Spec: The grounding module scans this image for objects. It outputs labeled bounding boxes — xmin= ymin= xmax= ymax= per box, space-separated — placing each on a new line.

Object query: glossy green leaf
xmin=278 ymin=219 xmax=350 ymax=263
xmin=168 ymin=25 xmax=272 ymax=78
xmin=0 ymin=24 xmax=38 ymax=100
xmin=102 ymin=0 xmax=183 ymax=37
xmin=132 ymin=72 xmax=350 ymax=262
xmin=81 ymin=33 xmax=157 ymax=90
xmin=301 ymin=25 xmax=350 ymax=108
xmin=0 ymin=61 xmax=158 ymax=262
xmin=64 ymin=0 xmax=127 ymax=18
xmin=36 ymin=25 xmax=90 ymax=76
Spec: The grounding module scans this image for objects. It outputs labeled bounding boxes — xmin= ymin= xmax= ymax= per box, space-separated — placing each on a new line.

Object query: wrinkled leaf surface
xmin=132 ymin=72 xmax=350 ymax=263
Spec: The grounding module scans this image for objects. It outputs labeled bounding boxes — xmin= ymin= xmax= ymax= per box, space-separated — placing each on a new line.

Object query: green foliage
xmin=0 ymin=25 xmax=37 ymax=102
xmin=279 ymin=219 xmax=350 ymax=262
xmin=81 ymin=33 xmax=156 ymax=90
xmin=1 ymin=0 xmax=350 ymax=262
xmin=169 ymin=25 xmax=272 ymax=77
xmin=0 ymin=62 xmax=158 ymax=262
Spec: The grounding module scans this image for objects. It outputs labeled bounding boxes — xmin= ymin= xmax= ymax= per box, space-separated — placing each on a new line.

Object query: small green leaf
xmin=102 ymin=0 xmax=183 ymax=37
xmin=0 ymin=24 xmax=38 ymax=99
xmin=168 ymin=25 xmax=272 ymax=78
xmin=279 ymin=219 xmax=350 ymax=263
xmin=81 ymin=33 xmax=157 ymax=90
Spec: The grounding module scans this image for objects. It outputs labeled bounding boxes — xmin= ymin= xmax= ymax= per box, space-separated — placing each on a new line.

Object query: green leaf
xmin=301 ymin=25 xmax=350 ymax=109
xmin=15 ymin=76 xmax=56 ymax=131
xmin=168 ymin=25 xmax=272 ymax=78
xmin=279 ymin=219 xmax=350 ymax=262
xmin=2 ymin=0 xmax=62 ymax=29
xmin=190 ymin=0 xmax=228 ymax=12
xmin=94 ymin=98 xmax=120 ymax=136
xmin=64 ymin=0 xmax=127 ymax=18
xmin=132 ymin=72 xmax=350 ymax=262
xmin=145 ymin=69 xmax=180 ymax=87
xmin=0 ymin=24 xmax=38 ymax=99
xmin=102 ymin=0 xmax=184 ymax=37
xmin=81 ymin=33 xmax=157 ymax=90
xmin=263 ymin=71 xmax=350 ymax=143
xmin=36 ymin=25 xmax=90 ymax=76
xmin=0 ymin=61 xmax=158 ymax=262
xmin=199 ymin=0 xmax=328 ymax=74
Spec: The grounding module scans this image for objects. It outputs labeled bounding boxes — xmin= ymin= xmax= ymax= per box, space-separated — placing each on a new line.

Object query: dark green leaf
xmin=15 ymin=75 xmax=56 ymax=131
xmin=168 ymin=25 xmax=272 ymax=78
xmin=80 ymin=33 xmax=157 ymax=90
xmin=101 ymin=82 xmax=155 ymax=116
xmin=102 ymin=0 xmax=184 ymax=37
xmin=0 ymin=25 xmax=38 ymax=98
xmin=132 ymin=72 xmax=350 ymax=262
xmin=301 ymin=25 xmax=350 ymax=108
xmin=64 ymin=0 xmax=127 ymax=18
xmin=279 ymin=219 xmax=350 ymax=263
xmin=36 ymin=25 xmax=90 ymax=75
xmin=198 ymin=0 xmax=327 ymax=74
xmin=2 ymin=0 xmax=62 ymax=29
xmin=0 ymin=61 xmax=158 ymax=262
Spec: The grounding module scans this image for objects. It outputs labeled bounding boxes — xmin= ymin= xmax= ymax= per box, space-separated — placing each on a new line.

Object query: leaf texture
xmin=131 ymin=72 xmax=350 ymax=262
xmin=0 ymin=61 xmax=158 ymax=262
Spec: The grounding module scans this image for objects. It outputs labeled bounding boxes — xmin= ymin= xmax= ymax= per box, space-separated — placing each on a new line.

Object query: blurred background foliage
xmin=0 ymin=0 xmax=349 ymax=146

======

[Exercise directions]: Reproduce every record that appears above, keeping the wording exact.

[Task solution]:
Spec: The grounding module scans this image for objects. It outputs labeled bounding boxes — xmin= ymin= xmax= ymax= per box, space-separated — placing each on a new line.

Object query: glossy green leaf
xmin=278 ymin=219 xmax=350 ymax=263
xmin=168 ymin=25 xmax=272 ymax=78
xmin=0 ymin=24 xmax=38 ymax=100
xmin=102 ymin=0 xmax=183 ymax=37
xmin=132 ymin=72 xmax=350 ymax=262
xmin=81 ymin=33 xmax=157 ymax=90
xmin=301 ymin=25 xmax=350 ymax=108
xmin=0 ymin=61 xmax=158 ymax=262
xmin=64 ymin=0 xmax=127 ymax=18
xmin=36 ymin=25 xmax=90 ymax=76
Spec: The grounding module scans this image for objects. It outputs labeled bounding boxes — xmin= ymin= xmax= ymax= per box, space-separated — placing each on a new line.

Object query: wrinkled leaf surface
xmin=132 ymin=72 xmax=350 ymax=263
Spec: The grounding module scans this image for objects. It outputs labeled bounding boxes — xmin= ymin= xmax= ymax= per box, space-separated — placing each on a new line.

Object query: green foliage
xmin=0 ymin=25 xmax=37 ymax=102
xmin=279 ymin=219 xmax=350 ymax=262
xmin=81 ymin=33 xmax=156 ymax=90
xmin=1 ymin=0 xmax=350 ymax=262
xmin=169 ymin=25 xmax=272 ymax=77
xmin=0 ymin=62 xmax=158 ymax=262
Spec: The grounding module scans this image for objects. It outputs labeled bounding boxes — xmin= ymin= xmax= ymax= per box, space-separated — placing each on a new line.

Object query: small green leaf
xmin=102 ymin=0 xmax=183 ymax=37
xmin=0 ymin=24 xmax=38 ymax=99
xmin=168 ymin=25 xmax=272 ymax=78
xmin=279 ymin=219 xmax=350 ymax=263
xmin=81 ymin=33 xmax=157 ymax=90
Spec: The grounding module scans this image for objects. It outputs labeled bounding boxes — xmin= ymin= xmax= ymax= per box, space-separated — placing each on a new line.

Object query: green leaf
xmin=301 ymin=25 xmax=350 ymax=109
xmin=15 ymin=76 xmax=56 ymax=131
xmin=168 ymin=25 xmax=272 ymax=78
xmin=279 ymin=219 xmax=350 ymax=262
xmin=2 ymin=0 xmax=62 ymax=29
xmin=190 ymin=0 xmax=228 ymax=12
xmin=94 ymin=98 xmax=120 ymax=136
xmin=64 ymin=0 xmax=127 ymax=18
xmin=132 ymin=72 xmax=350 ymax=262
xmin=145 ymin=69 xmax=180 ymax=87
xmin=0 ymin=24 xmax=38 ymax=99
xmin=102 ymin=0 xmax=184 ymax=37
xmin=81 ymin=33 xmax=157 ymax=90
xmin=263 ymin=71 xmax=350 ymax=143
xmin=36 ymin=25 xmax=90 ymax=76
xmin=0 ymin=61 xmax=158 ymax=262
xmin=199 ymin=0 xmax=328 ymax=74
Spec: The grounding module scans this image for objects. It outputs labeled bounding boxes — xmin= ymin= xmax= ymax= per box, space-separated — placing each on a new line.

Object query: dark green leaf
xmin=15 ymin=75 xmax=56 ymax=131
xmin=168 ymin=25 xmax=272 ymax=78
xmin=80 ymin=33 xmax=157 ymax=90
xmin=101 ymin=82 xmax=155 ymax=116
xmin=102 ymin=0 xmax=184 ymax=37
xmin=0 ymin=25 xmax=38 ymax=98
xmin=132 ymin=72 xmax=350 ymax=262
xmin=301 ymin=25 xmax=350 ymax=108
xmin=64 ymin=0 xmax=127 ymax=18
xmin=279 ymin=219 xmax=350 ymax=263
xmin=36 ymin=25 xmax=90 ymax=75
xmin=198 ymin=0 xmax=327 ymax=74
xmin=2 ymin=0 xmax=62 ymax=29
xmin=0 ymin=61 xmax=158 ymax=262
Spec: The grounding module scans this image for objects. It outputs labeled bounding boxes — xmin= ymin= xmax= ymax= per box, space-separated — placing each on a new line.

Object query: leaf texture
xmin=131 ymin=72 xmax=350 ymax=262
xmin=0 ymin=61 xmax=158 ymax=262
Spec: The grounding module scans this image for objects. It outputs labeled bounding boxes — xmin= ymin= xmax= ymax= per box, space-separated — placing each on a new line.

Object query: blurred background foliage
xmin=0 ymin=0 xmax=349 ymax=146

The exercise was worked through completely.